WORK TO BE COMPLETED:
Print only the line with "form (576, 499)." and the lines after it, ending with the last line of the material, each exactly as it stands.

Start DATA SHOWN

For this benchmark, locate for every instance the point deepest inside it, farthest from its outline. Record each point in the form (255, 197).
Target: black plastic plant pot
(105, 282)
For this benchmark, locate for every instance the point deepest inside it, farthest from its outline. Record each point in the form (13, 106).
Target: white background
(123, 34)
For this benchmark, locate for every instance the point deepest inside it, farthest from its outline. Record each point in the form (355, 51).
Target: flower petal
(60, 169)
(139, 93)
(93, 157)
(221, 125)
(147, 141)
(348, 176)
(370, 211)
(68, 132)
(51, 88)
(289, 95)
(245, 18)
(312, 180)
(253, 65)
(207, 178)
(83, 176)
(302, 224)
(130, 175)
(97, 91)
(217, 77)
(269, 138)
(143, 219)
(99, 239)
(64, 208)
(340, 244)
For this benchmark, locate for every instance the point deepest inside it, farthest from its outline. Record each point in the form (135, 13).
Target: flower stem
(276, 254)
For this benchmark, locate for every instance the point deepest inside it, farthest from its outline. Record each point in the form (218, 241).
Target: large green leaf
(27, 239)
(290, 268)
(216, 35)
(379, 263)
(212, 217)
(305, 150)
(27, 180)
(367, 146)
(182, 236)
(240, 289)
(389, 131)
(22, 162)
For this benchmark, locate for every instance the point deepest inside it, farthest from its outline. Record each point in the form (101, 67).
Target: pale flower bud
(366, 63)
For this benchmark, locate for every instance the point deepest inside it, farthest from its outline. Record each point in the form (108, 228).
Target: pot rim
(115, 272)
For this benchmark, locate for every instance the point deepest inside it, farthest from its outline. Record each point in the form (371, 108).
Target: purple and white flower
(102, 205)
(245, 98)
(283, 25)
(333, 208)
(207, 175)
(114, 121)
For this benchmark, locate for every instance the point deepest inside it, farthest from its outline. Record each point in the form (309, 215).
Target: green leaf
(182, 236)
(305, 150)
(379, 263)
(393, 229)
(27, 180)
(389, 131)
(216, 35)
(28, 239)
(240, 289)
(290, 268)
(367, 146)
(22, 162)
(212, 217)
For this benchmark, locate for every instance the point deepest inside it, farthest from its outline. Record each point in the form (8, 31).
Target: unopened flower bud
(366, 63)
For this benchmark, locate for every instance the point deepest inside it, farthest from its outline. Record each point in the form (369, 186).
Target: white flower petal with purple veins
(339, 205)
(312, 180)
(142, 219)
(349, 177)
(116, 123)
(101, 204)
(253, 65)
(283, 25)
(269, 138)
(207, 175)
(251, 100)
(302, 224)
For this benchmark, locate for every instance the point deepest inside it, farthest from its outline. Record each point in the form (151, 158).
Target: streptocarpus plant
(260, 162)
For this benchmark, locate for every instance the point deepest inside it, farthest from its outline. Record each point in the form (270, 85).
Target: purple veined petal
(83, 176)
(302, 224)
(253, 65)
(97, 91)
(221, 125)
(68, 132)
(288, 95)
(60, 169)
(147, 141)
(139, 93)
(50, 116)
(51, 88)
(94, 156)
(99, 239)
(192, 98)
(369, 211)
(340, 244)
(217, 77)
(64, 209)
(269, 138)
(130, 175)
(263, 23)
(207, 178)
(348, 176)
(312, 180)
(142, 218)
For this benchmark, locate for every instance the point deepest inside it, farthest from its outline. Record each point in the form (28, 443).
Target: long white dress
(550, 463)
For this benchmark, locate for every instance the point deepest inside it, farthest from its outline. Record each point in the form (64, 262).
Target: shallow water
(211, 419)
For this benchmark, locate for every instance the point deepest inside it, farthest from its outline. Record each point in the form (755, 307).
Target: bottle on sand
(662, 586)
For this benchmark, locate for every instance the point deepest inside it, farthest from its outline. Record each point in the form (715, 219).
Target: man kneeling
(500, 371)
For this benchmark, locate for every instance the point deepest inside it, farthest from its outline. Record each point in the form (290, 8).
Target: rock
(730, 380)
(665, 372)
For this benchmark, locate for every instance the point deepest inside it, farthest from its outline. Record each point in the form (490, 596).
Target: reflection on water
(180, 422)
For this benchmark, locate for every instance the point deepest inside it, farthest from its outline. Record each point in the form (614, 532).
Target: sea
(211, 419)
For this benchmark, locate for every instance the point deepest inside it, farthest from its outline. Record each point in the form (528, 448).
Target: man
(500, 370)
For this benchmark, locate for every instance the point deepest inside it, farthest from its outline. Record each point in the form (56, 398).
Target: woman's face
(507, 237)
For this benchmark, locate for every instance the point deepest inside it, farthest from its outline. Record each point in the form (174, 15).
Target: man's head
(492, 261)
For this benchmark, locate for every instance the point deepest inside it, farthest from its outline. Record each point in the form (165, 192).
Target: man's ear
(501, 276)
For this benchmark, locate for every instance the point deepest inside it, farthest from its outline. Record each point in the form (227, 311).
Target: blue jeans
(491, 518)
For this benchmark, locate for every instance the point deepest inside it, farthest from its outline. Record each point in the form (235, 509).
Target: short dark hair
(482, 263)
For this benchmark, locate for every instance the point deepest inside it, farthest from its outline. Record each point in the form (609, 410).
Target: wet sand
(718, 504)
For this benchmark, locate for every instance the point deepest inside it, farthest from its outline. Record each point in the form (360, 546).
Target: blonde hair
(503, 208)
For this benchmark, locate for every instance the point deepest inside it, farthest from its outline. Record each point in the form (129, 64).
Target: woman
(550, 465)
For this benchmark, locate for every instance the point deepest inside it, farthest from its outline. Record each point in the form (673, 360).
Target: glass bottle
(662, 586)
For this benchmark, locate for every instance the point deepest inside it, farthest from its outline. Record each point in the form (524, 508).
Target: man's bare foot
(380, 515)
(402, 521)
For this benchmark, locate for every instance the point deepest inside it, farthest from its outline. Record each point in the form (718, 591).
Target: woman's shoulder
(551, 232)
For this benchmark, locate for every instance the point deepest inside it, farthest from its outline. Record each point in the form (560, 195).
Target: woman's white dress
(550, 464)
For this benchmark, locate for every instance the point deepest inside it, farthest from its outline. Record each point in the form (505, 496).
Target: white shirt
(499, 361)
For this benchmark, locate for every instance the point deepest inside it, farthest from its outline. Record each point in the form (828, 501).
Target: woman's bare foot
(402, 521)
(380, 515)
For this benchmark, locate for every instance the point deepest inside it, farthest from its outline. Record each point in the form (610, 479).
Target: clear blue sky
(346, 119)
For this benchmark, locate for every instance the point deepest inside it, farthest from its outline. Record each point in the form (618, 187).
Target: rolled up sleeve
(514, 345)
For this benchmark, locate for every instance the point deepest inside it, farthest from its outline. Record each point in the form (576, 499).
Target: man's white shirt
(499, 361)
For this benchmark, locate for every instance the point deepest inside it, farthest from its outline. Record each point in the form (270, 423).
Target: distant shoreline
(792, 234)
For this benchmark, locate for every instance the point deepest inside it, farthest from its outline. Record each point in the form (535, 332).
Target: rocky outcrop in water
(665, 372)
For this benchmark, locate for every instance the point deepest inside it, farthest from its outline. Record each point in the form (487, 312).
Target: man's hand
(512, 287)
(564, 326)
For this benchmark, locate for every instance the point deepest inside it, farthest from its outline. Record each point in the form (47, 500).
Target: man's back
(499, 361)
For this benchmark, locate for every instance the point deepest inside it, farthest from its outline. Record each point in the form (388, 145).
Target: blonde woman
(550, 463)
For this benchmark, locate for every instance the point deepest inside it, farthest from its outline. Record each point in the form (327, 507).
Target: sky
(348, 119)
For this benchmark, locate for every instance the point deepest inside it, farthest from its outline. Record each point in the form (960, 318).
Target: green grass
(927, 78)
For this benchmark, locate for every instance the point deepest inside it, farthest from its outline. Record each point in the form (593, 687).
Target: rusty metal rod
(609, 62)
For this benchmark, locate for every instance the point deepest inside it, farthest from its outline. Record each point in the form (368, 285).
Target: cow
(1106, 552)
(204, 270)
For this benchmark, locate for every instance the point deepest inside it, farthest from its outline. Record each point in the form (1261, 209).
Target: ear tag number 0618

End DATA SHOWN

RESPONSE TO THIS TASK:
For this benchmark, locate for every instance the point deepest inside it, farthest from its outline. Record each point in the form (576, 499).
Target: man's white shirt
(499, 361)
For this benchmark, locate for every instance the point deepest inside it, farthest from its outline. Record each point in the form (270, 423).
Target: distant shoreline
(792, 234)
For this benchmark, locate for every instance the point deepest inside it, farthest from its outline. Record each point in the form (535, 332).
Target: rocky outcrop in water
(665, 372)
For this benchmark, locate for every instance the point deepest inside it, farthest from its outline. Record each point in the form (487, 312).
Target: man's hand
(512, 287)
(564, 326)
For this benchmark, locate for every instance the point deepest inside it, farthest from its outline. Record each point in the form (47, 500).
Target: man's back
(499, 361)
For this benchmark, locate for every instance the point deepest inside it, farthest from its outline. Record each point in the form (388, 145).
Target: blonde woman
(550, 463)
For this benchmark, locate for every instance the point deepest inside it, farthest from its outline. Record each point in the form (327, 507).
Target: sky
(348, 119)
For this benchmark, locate for every instance the point deepest inside it, farthest from its outline. Record each point in the form (960, 318).
Target: green grass
(927, 78)
For this benchmark, locate for every instance the point deepest inside it, farthest from its outline. Record each point in the form (593, 687).
Target: rusty metal rod
(609, 62)
For this benchmark, locate for every instance the point deepest inside it, farthest from its outline. Record each point in the form (368, 285).
Target: cow
(1106, 552)
(204, 270)
For this benchmark, locate for every instance the point deepest inside it, farthest from its outline. Record each point in the form (1261, 209).
Target: ear tag number 0618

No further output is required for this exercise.